===== PAGE EXCERPT
As the end of the year approaches, so do annual performance evaluations. But the process doesn't have to be painful and counterproductive. Here are your problems solved.

[Image: Flickr user Dave Crosby]

The (often dreaded) annual performance review is an inescapable part of working life, right?

Maybe not, according to Donna Morris, Adobe's SVP of People Resources:


Ranking sessions, labels, long-winded appraisals, and conversations that focus on your past are obsolete at Adobe Last year we abolished our annual performance review in favor of lighter-weight check-in conversations that center on ongoing feedback. We don’t have labels, a formal tool, or prescriptive time of year it all has to happen—we just ask people to have conversations.

The result? Morris reports that Adobe's seeing "more genuine conversations" at the company, lowering attrition, and most notably, a saving of 80,000 hours of managers' time a year—which represents a whole lot of freed up mental real estate.

But many still stick to what, for Morris, is an "archaic process." As New York Times columnist Phyllis Korkki notes:

Many businesses feel that they must use formal reviews and rankings to create an objective measurement of performance and goals, so that managers can reward and promote good employees, and give poorly performing ones a chance to improve (while creating a paper trail in case they must be dismissed).
==========
===== DATASET EXTRACT
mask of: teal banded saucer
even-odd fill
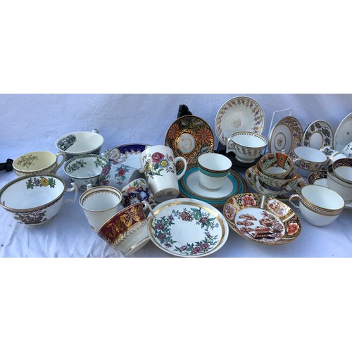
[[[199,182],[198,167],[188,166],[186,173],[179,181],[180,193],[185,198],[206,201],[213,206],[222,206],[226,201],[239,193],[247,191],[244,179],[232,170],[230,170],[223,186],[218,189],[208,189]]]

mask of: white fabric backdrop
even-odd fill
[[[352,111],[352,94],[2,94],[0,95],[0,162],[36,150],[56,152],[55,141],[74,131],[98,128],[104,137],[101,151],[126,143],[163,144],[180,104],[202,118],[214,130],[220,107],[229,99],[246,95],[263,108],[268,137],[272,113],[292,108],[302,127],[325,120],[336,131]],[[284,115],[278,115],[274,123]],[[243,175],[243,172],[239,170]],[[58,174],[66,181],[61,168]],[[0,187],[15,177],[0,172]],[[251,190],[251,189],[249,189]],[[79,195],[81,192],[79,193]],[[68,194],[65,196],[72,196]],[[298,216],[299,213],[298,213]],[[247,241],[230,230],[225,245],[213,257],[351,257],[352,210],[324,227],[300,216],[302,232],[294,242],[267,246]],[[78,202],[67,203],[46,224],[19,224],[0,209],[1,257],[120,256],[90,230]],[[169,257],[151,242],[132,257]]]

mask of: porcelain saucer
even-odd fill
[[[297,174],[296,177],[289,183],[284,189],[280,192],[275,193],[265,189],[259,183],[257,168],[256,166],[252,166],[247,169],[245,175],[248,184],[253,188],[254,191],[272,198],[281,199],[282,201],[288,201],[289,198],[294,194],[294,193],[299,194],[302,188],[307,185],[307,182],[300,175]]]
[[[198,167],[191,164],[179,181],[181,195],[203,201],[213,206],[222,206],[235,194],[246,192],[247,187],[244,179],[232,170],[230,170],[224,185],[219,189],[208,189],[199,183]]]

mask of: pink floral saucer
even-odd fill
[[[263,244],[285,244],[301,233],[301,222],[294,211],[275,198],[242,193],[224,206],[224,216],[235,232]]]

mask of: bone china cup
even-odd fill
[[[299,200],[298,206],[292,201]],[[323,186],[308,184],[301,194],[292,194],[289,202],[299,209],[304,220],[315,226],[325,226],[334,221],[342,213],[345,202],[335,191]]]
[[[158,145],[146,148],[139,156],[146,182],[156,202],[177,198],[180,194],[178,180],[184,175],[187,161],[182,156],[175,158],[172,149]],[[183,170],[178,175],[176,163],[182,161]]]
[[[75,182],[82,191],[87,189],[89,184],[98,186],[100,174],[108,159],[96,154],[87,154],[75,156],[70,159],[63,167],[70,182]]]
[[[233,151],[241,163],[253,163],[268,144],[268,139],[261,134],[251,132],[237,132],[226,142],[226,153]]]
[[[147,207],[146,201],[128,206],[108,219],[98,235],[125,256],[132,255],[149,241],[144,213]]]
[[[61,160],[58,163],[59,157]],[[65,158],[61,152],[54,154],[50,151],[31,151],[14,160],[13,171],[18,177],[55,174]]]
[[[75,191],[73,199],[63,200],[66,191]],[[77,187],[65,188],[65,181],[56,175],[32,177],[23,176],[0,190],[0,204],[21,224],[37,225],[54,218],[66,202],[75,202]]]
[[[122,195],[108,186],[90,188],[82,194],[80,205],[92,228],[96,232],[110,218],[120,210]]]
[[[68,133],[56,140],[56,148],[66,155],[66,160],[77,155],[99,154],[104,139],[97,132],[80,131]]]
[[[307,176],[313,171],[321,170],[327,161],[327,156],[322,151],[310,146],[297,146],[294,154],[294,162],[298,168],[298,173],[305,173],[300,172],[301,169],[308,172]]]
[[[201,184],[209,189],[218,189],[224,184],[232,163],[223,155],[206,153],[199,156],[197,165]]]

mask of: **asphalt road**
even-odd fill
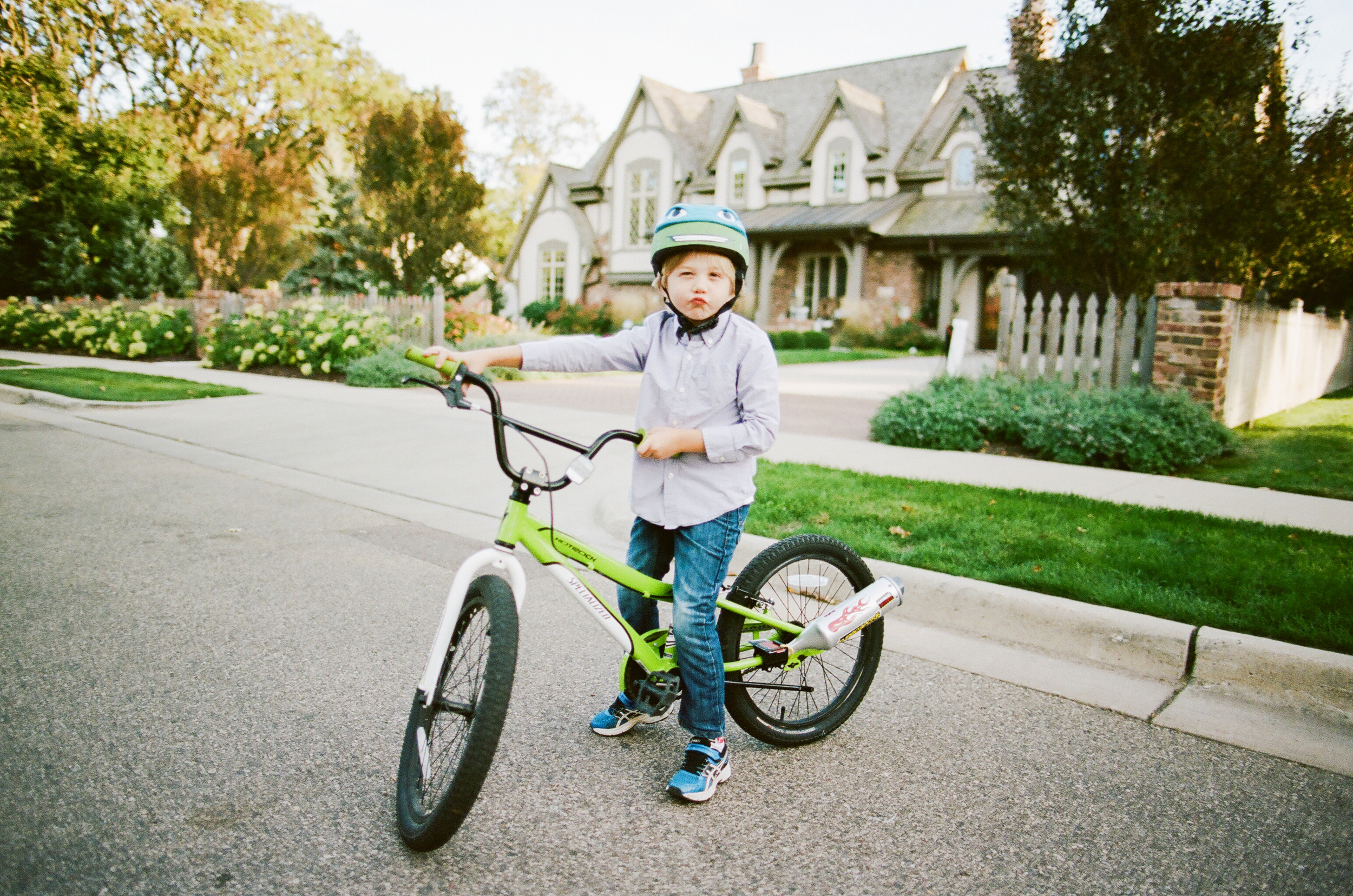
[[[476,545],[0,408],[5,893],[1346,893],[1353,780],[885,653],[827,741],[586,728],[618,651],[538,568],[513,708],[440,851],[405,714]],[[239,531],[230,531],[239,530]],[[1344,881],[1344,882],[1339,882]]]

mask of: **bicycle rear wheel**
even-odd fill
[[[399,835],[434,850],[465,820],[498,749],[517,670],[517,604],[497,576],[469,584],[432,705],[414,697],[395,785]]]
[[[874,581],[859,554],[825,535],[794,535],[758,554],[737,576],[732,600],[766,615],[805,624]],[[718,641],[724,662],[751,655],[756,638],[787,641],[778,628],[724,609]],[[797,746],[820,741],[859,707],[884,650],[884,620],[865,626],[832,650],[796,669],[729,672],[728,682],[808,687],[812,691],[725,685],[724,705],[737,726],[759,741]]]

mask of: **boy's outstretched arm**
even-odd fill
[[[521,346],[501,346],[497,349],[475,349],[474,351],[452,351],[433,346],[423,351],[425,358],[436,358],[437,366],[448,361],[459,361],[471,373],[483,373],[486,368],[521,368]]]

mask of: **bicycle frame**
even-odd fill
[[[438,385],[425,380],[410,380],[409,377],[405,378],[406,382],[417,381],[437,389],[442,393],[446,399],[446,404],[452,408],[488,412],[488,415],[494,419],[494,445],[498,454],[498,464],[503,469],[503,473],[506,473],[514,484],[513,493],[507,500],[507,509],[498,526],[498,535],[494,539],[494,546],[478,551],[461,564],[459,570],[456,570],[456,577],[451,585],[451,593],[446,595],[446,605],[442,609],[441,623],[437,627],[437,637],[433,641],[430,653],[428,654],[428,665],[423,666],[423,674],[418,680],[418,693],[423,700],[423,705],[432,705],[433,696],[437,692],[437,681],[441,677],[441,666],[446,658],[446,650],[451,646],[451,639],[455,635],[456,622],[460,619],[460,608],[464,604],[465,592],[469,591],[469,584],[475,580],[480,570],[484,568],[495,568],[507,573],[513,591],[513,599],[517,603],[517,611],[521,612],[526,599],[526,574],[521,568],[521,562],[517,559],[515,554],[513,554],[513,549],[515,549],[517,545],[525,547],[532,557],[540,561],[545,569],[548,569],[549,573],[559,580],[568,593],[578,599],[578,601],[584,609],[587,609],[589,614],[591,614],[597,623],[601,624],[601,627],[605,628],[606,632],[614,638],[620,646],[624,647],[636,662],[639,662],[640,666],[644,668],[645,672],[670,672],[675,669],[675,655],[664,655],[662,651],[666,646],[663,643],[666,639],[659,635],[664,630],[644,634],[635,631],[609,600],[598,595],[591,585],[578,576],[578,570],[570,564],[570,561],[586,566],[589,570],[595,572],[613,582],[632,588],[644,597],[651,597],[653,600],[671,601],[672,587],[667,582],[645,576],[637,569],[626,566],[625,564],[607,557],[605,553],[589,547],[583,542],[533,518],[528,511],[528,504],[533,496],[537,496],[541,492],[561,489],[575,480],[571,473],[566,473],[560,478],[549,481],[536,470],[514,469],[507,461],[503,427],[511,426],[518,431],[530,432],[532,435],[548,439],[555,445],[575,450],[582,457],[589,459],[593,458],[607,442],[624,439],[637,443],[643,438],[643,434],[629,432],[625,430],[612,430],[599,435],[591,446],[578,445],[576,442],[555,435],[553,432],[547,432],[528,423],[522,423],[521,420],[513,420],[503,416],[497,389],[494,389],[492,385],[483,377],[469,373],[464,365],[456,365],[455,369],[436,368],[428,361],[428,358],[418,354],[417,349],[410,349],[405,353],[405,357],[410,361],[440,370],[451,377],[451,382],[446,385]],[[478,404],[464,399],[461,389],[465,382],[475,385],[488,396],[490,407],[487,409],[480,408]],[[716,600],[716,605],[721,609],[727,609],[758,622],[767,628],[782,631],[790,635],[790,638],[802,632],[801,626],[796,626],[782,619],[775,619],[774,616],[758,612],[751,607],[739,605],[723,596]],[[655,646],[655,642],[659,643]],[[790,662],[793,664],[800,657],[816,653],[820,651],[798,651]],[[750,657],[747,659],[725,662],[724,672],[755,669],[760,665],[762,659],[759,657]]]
==========
EXERCISES TO COMPLETE ->
• a. Extract the passage of the performance review excerpt from "Many businesses feel" up to and including "must be dismissed).", copying it without any change.
• b. Find every line in the listing that contains the string "bicycle", treating uppercase and lowercase as different, and copy each such line in full.

FULL SOLUTIONS ->
• a.
Many businesses feel that they must use formal reviews and rankings to create an objective measurement of performance and goals, so that managers can reward and promote good employees, and give poorly performing ones a chance to improve (while creating a paper trail in case they must be dismissed).

• b.
mask of: **bicycle rear wheel**
mask of: **bicycle frame**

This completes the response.